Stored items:
· · · · ·
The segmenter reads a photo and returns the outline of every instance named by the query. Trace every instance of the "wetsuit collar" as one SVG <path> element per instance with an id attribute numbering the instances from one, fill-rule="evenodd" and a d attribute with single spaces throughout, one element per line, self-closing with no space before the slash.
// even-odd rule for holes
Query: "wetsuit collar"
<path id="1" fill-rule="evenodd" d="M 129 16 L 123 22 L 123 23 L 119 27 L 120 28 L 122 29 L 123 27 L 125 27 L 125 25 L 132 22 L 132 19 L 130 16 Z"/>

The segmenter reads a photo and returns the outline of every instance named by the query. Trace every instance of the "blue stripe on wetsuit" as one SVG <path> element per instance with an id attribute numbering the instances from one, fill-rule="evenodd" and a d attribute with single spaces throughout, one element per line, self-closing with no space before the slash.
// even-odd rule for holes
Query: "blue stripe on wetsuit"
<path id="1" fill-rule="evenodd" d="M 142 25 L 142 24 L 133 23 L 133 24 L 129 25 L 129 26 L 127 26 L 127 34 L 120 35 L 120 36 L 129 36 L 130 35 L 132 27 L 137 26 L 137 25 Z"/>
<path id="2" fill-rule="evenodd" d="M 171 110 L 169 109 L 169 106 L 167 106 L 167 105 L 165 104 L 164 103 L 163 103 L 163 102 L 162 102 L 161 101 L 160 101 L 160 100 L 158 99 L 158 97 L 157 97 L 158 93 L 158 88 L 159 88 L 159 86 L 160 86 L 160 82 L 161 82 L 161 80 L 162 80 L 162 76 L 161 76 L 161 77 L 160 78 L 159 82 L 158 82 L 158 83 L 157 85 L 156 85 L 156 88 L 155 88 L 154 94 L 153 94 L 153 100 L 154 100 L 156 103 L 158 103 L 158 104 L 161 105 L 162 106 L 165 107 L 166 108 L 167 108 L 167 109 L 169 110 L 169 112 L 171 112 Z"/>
· · · · ·
Problem statement →
Pull out every line of the entries above that contains the word "instance". Case counts.

Output for this exercise →
The segmenter reads a photo and returns the outline of every instance named by the query. Trace every instance of the "wetsuit collar" as one SVG <path> element per instance with an id attribute numbering the instances from one, fill-rule="evenodd" and a d attribute with single spaces throughout, one element per line, self-closing with no space before the slash.
The segmenter reads a photo and returns the outline of every instance named by the query. Trace every instance of the "blue stripe on wetsuit" as one SVG <path> element per instance with an id attribute numbering the instances from one, fill-rule="evenodd" and a d attribute with single spaces throughout, one element per line, self-closing with no space before the slash.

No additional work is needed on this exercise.